#### Provided passage
____________
Space Cat, Prince Among Thieves

Falsehoods Programmers Believe About CSVs

Much of my professional work for the last 10+ years has revolved around handing, importing and exporting CSV files. CSV files are frustratingly misunderstood, abused, and most of all underspecified. While RFC4180 exists, it is far from definitive and goes largely ignored.

Partially as a companion piece to my recent post about how CSV is an encoding nightmare, and partially an expression of frustration, I've decided to make a list of falsehoods programmers believe about CSVs. I recommend my previous post for a more in-depth coverage on the pains of CSVs encodings and how the default tooling (Excel) will ruin your day.

Everything on this list is a false assumption that developers make.
____________
#### Supplied records
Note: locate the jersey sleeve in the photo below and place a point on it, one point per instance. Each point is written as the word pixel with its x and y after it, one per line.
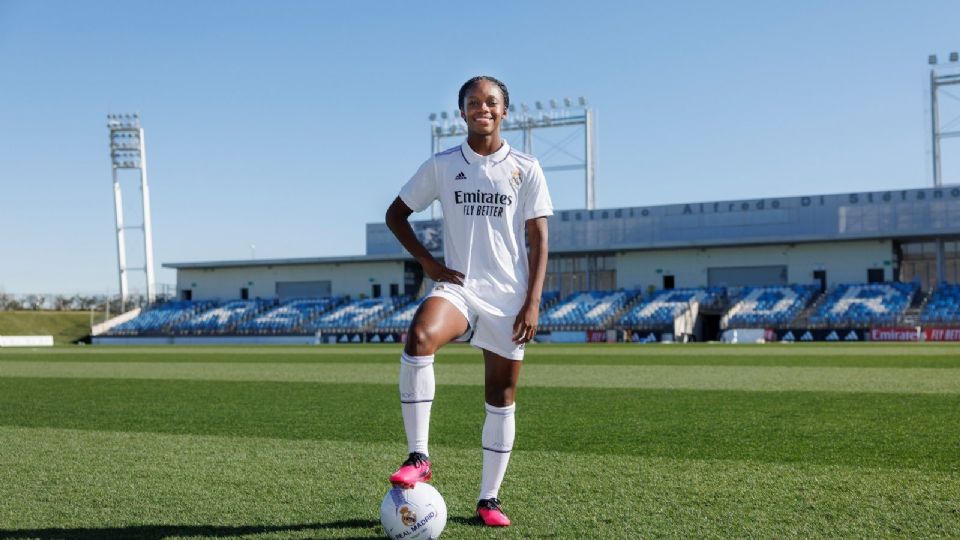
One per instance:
pixel 422 188
pixel 536 197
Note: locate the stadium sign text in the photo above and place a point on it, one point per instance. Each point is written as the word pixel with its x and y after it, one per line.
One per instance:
pixel 894 334
pixel 906 195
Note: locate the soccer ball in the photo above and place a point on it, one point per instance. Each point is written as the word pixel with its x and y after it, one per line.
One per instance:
pixel 407 514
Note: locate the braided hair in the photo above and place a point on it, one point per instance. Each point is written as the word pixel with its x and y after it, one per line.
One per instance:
pixel 466 86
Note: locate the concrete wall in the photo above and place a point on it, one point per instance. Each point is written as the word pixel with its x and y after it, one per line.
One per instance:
pixel 351 279
pixel 844 262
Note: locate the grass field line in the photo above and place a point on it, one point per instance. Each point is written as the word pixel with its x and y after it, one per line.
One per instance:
pixel 536 350
pixel 739 378
pixel 112 485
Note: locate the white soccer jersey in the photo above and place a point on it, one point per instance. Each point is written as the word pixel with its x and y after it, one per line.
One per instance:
pixel 486 201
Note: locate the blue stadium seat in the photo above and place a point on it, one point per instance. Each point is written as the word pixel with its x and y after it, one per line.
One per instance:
pixel 771 306
pixel 586 310
pixel 943 306
pixel 161 318
pixel 356 315
pixel 860 305
pixel 660 310
pixel 289 317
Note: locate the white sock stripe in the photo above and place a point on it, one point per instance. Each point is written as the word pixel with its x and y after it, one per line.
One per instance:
pixel 502 411
pixel 416 361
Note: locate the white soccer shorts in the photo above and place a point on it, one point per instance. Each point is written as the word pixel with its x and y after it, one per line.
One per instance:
pixel 490 332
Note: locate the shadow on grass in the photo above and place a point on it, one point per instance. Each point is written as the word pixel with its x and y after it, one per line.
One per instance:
pixel 159 532
pixel 464 520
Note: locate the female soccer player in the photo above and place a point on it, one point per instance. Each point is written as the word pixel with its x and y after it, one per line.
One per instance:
pixel 488 287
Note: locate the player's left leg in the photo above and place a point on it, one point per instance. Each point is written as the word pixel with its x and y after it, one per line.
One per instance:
pixel 500 385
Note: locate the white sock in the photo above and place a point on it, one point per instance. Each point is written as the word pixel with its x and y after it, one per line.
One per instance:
pixel 417 387
pixel 499 431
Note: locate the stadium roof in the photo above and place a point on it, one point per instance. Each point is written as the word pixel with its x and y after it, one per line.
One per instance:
pixel 289 261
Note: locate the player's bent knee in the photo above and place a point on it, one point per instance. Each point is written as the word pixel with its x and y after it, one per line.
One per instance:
pixel 421 341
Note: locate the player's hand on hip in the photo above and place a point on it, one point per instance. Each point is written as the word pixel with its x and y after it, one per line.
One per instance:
pixel 525 325
pixel 439 272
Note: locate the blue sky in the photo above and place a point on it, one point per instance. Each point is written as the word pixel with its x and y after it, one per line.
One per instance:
pixel 290 125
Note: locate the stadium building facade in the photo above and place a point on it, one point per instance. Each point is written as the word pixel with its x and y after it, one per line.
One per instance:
pixel 909 235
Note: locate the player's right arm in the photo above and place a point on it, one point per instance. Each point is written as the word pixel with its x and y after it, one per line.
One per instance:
pixel 398 220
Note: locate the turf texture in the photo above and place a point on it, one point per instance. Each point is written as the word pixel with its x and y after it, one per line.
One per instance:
pixel 850 440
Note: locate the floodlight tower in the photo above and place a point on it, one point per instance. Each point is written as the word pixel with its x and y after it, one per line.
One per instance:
pixel 948 75
pixel 128 151
pixel 555 114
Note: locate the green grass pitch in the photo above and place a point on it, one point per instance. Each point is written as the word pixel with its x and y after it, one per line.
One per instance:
pixel 613 441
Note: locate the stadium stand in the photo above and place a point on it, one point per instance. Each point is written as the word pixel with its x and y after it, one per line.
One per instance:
pixel 356 315
pixel 586 310
pixel 223 319
pixel 943 306
pixel 772 306
pixel 160 318
pixel 399 320
pixel 660 310
pixel 289 317
pixel 865 304
pixel 548 299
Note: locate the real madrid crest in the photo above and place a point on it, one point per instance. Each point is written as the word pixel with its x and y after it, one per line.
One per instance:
pixel 516 179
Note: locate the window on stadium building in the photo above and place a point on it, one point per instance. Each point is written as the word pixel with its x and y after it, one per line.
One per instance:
pixel 574 273
pixel 918 262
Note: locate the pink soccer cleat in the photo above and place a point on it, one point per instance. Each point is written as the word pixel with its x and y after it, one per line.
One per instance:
pixel 415 469
pixel 491 514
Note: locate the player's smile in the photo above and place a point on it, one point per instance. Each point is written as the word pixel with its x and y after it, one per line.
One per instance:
pixel 483 108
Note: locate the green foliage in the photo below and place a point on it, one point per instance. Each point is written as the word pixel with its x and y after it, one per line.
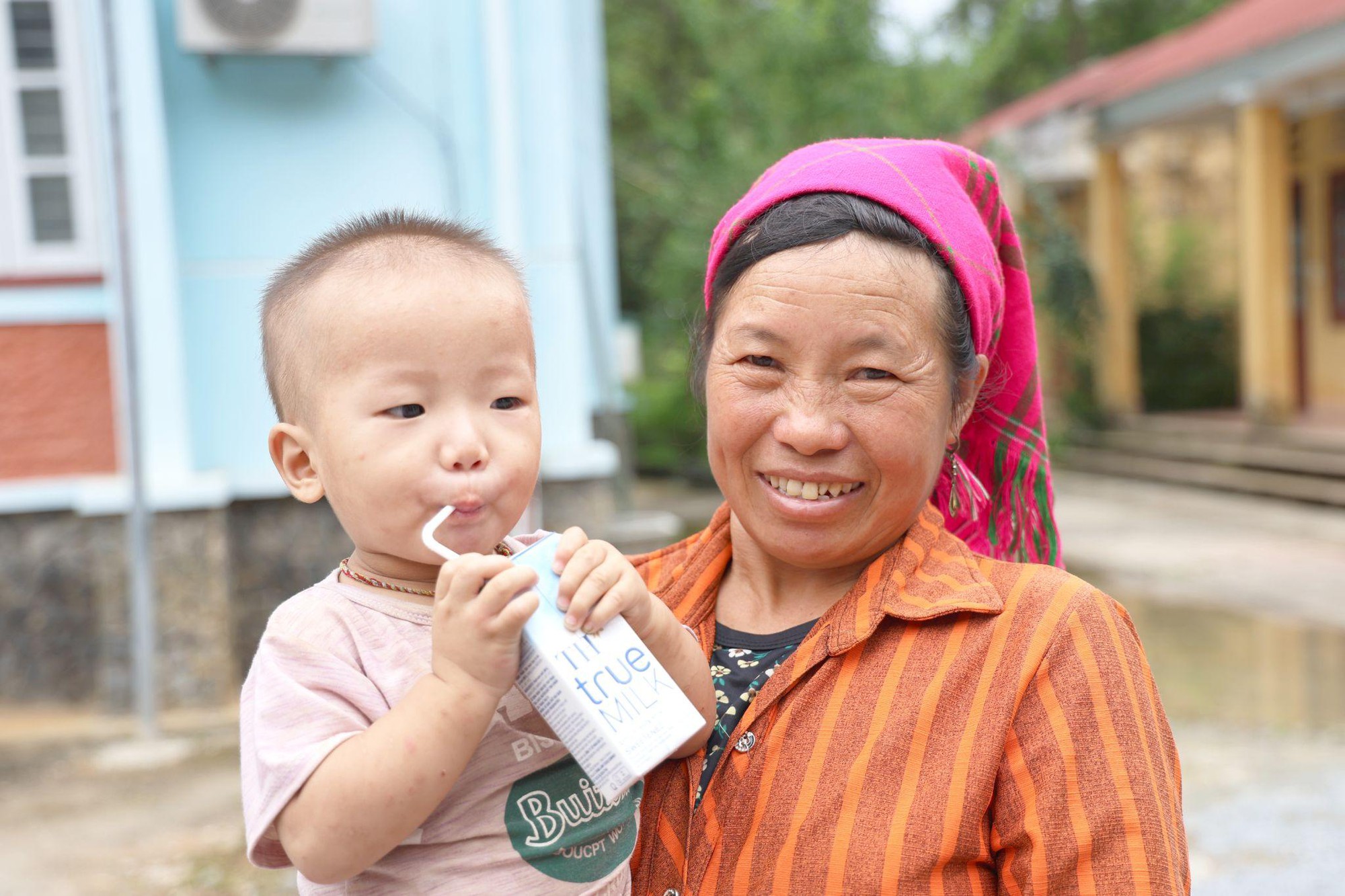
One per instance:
pixel 707 93
pixel 1188 337
pixel 669 425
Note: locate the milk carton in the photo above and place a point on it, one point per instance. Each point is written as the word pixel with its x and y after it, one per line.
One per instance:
pixel 606 696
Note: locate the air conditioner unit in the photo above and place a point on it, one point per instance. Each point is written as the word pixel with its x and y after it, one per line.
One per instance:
pixel 293 28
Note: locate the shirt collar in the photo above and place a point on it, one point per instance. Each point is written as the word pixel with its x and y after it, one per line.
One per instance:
pixel 926 575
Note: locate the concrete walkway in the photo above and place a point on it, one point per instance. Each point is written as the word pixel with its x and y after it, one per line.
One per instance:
pixel 1204 548
pixel 1241 603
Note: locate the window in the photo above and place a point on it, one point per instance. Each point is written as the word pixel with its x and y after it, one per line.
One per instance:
pixel 48 214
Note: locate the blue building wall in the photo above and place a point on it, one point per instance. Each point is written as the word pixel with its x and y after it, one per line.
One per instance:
pixel 266 153
pixel 492 111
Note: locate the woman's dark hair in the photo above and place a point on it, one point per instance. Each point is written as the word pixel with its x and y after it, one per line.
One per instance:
pixel 821 217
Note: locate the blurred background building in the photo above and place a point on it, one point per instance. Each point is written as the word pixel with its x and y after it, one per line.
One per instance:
pixel 1204 171
pixel 247 130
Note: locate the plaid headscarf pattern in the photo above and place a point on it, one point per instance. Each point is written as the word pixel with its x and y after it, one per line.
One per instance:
pixel 953 196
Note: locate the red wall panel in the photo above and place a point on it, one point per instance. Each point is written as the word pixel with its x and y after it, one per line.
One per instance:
pixel 56 401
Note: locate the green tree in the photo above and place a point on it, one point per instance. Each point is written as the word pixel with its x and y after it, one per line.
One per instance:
pixel 707 93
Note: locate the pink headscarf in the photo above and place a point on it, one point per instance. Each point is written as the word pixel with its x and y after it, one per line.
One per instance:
pixel 953 197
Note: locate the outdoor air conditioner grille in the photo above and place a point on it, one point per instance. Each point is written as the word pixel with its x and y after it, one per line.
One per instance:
pixel 252 19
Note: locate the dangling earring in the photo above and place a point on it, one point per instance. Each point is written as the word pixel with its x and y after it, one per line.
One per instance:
pixel 954 485
pixel 965 490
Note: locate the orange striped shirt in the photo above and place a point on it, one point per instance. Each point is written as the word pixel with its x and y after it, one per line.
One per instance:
pixel 956 724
____________
#### Task list
1) Answer these from the CSV falsehoods piece:
(a) For how long has the writer's professional work revolved around CSV files?
(b) Which RFC does the writer say exists but is far from definitive?
(c) What default tooling does the writer say will ruin your day?
2) Reproduce the stretch of the CSV falsehoods piece from "Much of my professional" through "that developers make.".
3) Extend the CSV falsehoods piece from where it stops.

#### In response
1)
(a) For the last 10+ years.
(b) RFC4180.
(c) Excel.

2)
Much of my professional work for the last 10+ years has revolved around handing, importing and exporting CSV files. CSV files are frustratingly misunderstood, abused, and most of all underspecified. While RFC4180 exists, it is far from definitive and goes largely ignored.

Partially as a companion piece to my recent post about how CSV is an encoding nightmare, and partially an expression of frustration, I've decided to make a list of falsehoods programmers believe about CSVs. I recommend my previous post for a more in-depth coverage on the pains of CSVs encodings and how the default tooling (Excel) will ruin your day.

Everything on this list is a false assumption that developers make.

3)
  1. All CSVs are ASCII
  2. All CSVs are Win1252
  3. All CSVs are in 8-bit encodings
  4. All CSVs are UTF-8
  5. All CSVs are UTF-16
  6. All CSVs contains a single consistent encoding
  7. All records contain a single consistent encoding
  8. All fields contain a single consistent encoding
  9. All CSVs contain records
  10. All records contain fields
  11. Fields never contain record separators
  12. Fields never contain delimiters
  13. Fields never contain control characters
  14. Delimiters are escaped with a \
  15. All fields are enclosed by double quotes
  16. All records are a single line
  17. All lines contain a single record
  18. All records contain the same number of fields
  19. All records contain the same number of fields as the header
  20. All records contain the same number of fields or fewer than the header
  21. All CSVs contain a header
  22. All record separators are CRLF
  23. All record separators are LF
  24. All record separators are a single byte
  25. All record separators are a single rune
  26. All newlines are a single byte
  27. All CSVs are delimited with a comma
  28. All CSVs are delimited with a comma, tab or semicolon
  29. TSV isn't CSV
  30. All delimiters are a single byte
  31. All commas are a single byte
  32. All CSVs are readable with Excel
  33. Excel is a good tool for working with CSVs
  34. Excel is an OK tool for working with CSVs
  35. Excel can losslessly save CSVs it opens
  36. Using ="{value}" is a good way to get around Excel auto-formatting
  37. The first line will never be a poorly supported instruction header
  38. Using sep={char} is a good way to get Excel to accept your delimiter
  39. Prepending a BOM is a good way to get Excel to read your encoding
  40. You can safely name your first column "ID"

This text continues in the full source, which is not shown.